*** Opening of MATERIAL SHOWN ***
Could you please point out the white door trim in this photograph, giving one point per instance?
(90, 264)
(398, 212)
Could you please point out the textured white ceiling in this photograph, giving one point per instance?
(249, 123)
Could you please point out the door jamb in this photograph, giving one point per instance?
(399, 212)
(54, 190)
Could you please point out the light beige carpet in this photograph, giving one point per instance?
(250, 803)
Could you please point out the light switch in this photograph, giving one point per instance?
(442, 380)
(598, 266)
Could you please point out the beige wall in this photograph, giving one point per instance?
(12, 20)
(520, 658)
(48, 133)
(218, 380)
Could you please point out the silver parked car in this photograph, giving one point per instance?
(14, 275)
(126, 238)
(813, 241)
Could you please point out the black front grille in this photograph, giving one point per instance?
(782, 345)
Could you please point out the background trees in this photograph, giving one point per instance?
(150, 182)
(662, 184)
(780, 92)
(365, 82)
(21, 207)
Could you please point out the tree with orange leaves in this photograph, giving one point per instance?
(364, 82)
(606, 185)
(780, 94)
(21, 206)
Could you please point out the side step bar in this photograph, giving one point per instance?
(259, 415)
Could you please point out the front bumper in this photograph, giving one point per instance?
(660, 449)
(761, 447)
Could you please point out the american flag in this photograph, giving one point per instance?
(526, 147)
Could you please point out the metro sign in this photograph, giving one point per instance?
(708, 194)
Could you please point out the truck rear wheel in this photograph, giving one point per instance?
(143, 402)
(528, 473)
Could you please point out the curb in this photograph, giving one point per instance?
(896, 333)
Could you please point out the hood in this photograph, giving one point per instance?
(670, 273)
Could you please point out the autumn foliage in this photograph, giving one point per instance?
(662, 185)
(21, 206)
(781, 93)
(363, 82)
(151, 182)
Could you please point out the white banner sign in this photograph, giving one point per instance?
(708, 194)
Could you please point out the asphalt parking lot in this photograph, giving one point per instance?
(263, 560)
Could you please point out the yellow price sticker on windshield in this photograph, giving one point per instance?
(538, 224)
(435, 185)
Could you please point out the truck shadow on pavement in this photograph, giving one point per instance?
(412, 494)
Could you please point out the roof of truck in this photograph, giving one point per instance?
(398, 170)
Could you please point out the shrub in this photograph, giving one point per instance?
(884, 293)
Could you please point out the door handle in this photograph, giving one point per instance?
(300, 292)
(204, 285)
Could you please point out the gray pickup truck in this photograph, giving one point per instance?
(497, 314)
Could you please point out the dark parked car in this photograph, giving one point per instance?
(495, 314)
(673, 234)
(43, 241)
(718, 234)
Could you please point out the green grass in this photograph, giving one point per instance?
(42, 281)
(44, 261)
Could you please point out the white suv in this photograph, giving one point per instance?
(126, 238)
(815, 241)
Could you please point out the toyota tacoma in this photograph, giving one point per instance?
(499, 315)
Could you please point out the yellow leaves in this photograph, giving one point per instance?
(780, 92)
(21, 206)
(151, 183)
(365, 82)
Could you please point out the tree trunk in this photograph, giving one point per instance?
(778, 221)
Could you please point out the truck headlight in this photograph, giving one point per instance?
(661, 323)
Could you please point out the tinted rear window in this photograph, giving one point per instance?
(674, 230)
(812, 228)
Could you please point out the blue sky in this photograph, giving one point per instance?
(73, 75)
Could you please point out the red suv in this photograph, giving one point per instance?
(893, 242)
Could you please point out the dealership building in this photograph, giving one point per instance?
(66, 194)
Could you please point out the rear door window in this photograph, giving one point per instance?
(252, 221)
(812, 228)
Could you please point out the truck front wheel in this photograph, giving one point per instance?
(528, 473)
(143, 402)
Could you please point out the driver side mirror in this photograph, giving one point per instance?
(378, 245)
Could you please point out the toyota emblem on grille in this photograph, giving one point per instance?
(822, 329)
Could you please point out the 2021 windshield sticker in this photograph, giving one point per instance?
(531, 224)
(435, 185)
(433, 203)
*** Close of MATERIAL SHOWN ***
§ TASK OBJECTIVE
Once more, write out all of the entries above exactly.

§ REPLY
Could you please point out the white door trim in this photograph, giving one point per instance?
(90, 264)
(398, 212)
Could you please point out the textured white ceiling in this photograph, giving one point per instance?
(249, 123)
Could you please point out the door jamb in this photograph, giving one point per instance?
(399, 212)
(54, 190)
Could you please point out the light beige carpet in this photograph, giving one point per instance?
(250, 803)
Could you please point out the light switch in this photograph, giving one point per instance?
(442, 380)
(598, 266)
Could you please point out the beige wall in this photograph, giving one point per instance?
(12, 20)
(520, 658)
(48, 133)
(218, 380)
Could you please point out the silver parked car in this photograph, giving one point per instance?
(14, 275)
(126, 238)
(813, 241)
Could you please point out the black front grille in this photograph, giving one point per instance?
(782, 345)
Could you please point out the background trees in this photograph, giving one point per instance?
(150, 182)
(662, 184)
(780, 92)
(365, 82)
(21, 207)
Could you please point out the tree with orange leaves in this photograph, giving one point per instance?
(364, 82)
(606, 185)
(780, 94)
(21, 206)
Could you please point out the side step bar in this photograph, giving one point per instance?
(259, 415)
Could you please point out the front bumper in this photograph, giving one point per instance?
(660, 449)
(761, 447)
Could you please point out the american flag in this photograph, giving one point per instance?
(526, 147)
Could you please point out the metro sign in this photograph, giving one point per instance?
(708, 194)
Could you please point out the truck rear wheel in this photograph, giving one point per instance?
(143, 402)
(528, 473)
Could you please point out the curb in this photograph, giving one point per instance?
(896, 333)
Could you please point out the hood in this photograph, giving one point per instance?
(670, 273)
Could you please point out the autumn foliage in this photograph, giving one point per instance?
(662, 185)
(21, 206)
(781, 93)
(363, 82)
(151, 182)
Could you please point out the white banner sign in this photograph, giving one point per instance?
(708, 194)
Could you please point out the asphalt parking lot in this photograph, giving one point per instance?
(263, 560)
Could you please point out the yellow price sticker on windshield in this photograph, giving one point per instance?
(538, 224)
(435, 185)
Could you please point out the truck shadow on pavement in this photograph, giving one point per instance?
(412, 494)
Could you please point out the roof of truck in this photograph, giving one point per instance?
(398, 170)
Could you please point out the shrub in this photograph, giving one point per instance?
(884, 293)
Could you please point out the door handle in this photograph, giving one point per instance?
(300, 292)
(204, 285)
Could you please point out the gray pickup truck in this photograph, giving one point per instance?
(497, 314)
Could you please point out the dark parked car in this photograph, giving one point per instance?
(495, 314)
(673, 234)
(43, 241)
(718, 234)
Could you please point out the green grass in this photograph, giving one point per instance?
(42, 281)
(44, 261)
Could you please point out the white suv in this photograph, giving one point per instance?
(126, 238)
(815, 241)
Could you please point out the toyota tacoma in this photograph, giving one point per instance?
(499, 315)
Could you please point out the yellow leaves in this photograph, giving one point per instance?
(780, 92)
(21, 206)
(151, 183)
(365, 82)
Could you please point out the tree trunk in this photograph, giving one point per instance?
(778, 221)
Could you please point out the truck headlight in this photograph, giving one point per instance?
(661, 323)
Could you please point out the tinted rear window in this photograph, giving one point per instance?
(674, 230)
(812, 228)
Could you please point out the blue sky in this photograph, giving one point per instance?
(73, 75)
Could you please point out the red suv in this photograph, giving one point per instance?
(893, 242)
Could you please point out the dealership building in this photograph, giving one point per instance?
(66, 194)
Could you please point out the rear door window in this photograph, giving one point per instance?
(252, 221)
(812, 228)
Could you please point out the truck front wheel in this photograph, giving one point per instance?
(528, 473)
(143, 402)
Could you please point out the driver side mirror in this photograph, giving one point per instance?
(378, 245)
Could you please point out the toyota emblem on grille in this photograph, giving one point per instance?
(822, 329)
Could you please point out the 2021 windshield sticker in this photograph, giving one point per instance?
(531, 224)
(435, 185)
(433, 203)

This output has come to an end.